- [Set task A] Rescale a section of the records, starting at the line that contains "In the UI screenshot above, locate the tree." and stopping after the line that contains "xmin=177 ymin=0 xmax=211 ymax=77". Reproduce those lines, requests included, but multiply every bounding-box coordinate in the answers by 2.1 and round each to a whole number, with halves rounded up.

- [Supplied passage]
[START]
The latest outpost from fashion retailer Jigsaw shows what is possible when you start with an empty box.
Moving into an architecturally significant building will generally mean that much of the work is already done if you are a retailer in search of a winning store environment.
The smartest operators will make the most of what’s already there, emphasising floors, ceiling and everything in between.
But what happens if you move into an architectural void – an empty space with nothing to mark it out?
This is probably the experience for most retailers who opt to trade from a mall or a standard high street unit, and turning this kind of shop into a must-visit location is a big challenge.
Jigsaw, the fashion chain sitting somewhere between designer and the better end of the mid-market, is not the sort of outfit you’d readily expect to find in a shopping centre (although it does have a store in Westfield London) and for the most part it occupies buildings with character.
It’s a surprise, therefore, that it recently opened a store in the pedestrianised strip that runs between King’s Cross St Pancras station and Granary Square, the latter being home to Waitrose, Central St Martins art school and a range of chichi restaurants and small shops.
This is something of a no-man’s land through which people pass en route to somewhere else.
That said, Jigsaw is in good company with Nike and forthcoming stores from Carhartt and & Other stories, among others, for neighbours.
Directly above the retail units are the offices of advertising giant Havas, and the nascent Google campus, which will house up to 7,000 workers, is directly opposite the store (the tech giant already occupies a nearby office block).
Couple this with commuters and the international set shuttling backwards and forwards to Paris and Brussels and there is a ready-made customer base.
A unit with ‘no character’
Jigsaw chief executive Peter Ruis is clear that opening in this part of the King’s Cross redevelopment was non-standard, given the retailer’s preference for noteworthy buildings.
“This could be a unit in a shopping centre, it has no character,” he says. The “fluid” brief given to design consultancy Checkland Kindleysides was, effectively, to make the interior interesting.
Like the other units along this strip, this 2,300 sq ft store, that opened on August 23, has a very high ceiling. In this case it is blacked out and has a black metal lighting gantry suspended from it.
Ruis says that there are three points about the store that should be noted: “There is no geography through the space… there are no formal walkways.”
To this can be added the lighting, which Ruis points out consists of “big lights of the kind that you might see in a big bar in New York at three in the morning”.
The final element is the height, which has allowed stepladders and scaffolding to be used as display vehicles in the mid-shop.
All of which means that the store has an almost haphazard feel to it when the shopper stands on the threshold and assesses what’s on offer.
But there are aspects that stand out. The scaffolding has been sprayed pink and bears a sheet of metal with the legend ‘Denim’ stencilled on it – an attention-grabber.
[END]
- [Set task B] List the retailers that the Jigsaw store article names as Jigsaw's neighbors on the King's Cross strip, including forthcoming ones.

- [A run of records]
[START]
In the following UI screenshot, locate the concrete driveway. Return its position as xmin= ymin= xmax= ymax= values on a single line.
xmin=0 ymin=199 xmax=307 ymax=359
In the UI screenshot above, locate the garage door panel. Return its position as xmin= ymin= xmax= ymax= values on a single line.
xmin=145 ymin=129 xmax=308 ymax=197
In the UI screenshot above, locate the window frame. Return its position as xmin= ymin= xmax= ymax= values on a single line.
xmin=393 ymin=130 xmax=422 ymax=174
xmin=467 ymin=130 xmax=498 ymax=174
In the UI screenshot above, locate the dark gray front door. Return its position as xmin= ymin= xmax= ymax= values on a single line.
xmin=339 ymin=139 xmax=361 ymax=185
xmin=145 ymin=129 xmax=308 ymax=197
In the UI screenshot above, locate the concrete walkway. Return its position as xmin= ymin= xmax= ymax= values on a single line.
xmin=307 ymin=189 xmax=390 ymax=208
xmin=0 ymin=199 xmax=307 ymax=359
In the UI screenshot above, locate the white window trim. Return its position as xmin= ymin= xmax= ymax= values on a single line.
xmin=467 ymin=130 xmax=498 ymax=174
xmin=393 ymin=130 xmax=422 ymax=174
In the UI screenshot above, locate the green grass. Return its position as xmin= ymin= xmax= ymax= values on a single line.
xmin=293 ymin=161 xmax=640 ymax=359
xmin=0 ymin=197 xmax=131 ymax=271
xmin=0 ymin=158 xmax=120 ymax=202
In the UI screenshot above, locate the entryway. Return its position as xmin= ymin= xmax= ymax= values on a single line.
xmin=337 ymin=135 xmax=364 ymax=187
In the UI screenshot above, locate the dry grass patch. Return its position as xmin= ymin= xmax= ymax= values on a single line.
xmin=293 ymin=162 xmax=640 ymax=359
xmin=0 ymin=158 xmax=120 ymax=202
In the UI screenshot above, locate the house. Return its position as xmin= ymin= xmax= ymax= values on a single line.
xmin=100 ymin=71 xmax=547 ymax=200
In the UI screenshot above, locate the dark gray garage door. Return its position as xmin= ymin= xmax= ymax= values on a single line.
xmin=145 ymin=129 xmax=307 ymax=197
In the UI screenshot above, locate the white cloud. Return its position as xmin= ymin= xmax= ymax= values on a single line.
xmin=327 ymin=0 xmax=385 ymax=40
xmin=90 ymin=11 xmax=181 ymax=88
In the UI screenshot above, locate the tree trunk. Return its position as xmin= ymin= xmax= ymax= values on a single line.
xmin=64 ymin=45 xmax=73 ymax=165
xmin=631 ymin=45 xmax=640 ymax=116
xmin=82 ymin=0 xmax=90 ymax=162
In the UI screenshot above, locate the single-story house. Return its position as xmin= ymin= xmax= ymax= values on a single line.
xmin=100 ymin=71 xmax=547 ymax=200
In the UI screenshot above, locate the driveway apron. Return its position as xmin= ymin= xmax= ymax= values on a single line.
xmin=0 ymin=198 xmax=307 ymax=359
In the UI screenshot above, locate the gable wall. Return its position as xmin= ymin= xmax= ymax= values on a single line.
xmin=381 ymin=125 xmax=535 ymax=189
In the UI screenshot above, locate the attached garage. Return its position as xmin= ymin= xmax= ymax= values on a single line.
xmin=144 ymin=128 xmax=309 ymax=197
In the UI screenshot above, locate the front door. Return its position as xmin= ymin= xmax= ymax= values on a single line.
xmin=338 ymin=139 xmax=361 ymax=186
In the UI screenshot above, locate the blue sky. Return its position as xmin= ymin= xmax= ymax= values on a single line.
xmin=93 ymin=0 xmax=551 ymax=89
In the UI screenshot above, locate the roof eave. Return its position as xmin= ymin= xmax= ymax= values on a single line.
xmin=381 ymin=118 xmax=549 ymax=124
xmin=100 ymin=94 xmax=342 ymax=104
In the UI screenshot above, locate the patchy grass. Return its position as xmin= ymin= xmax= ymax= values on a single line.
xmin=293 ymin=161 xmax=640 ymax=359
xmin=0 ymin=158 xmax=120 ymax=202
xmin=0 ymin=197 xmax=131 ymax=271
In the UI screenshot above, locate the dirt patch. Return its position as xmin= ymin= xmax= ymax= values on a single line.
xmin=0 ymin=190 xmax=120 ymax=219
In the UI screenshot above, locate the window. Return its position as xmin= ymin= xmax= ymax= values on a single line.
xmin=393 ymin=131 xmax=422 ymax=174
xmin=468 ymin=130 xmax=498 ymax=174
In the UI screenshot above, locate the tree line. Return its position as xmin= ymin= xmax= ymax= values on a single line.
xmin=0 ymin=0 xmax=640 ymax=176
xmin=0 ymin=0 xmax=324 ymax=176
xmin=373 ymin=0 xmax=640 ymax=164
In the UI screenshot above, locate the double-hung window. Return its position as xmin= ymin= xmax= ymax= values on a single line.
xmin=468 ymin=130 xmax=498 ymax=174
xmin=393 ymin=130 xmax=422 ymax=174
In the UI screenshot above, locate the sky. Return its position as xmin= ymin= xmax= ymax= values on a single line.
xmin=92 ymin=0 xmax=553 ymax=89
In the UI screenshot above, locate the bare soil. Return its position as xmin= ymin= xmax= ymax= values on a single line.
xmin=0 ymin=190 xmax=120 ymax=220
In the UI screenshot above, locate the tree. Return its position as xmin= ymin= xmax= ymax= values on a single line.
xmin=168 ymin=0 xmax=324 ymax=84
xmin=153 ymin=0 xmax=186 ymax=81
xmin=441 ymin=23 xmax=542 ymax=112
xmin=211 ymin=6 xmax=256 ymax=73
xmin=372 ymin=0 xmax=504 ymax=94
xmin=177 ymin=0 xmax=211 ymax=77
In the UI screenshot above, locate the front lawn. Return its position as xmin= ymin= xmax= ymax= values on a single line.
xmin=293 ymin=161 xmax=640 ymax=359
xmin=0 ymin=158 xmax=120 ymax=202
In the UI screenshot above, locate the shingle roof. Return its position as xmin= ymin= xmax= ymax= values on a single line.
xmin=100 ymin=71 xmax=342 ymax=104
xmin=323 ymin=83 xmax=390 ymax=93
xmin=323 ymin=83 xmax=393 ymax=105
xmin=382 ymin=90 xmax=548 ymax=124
[END]
- [Task solution A]
In the UI screenshot above, locate the tree. Return its position as xmin= ymin= xmax= ymax= values on a single line.
xmin=353 ymin=0 xmax=680 ymax=176
xmin=321 ymin=0 xmax=391 ymax=170
xmin=926 ymin=48 xmax=1138 ymax=235
xmin=443 ymin=13 xmax=538 ymax=153
xmin=781 ymin=0 xmax=1058 ymax=197
xmin=372 ymin=0 xmax=443 ymax=162

- [Task solution B] Nike, Carhartt, & Other stories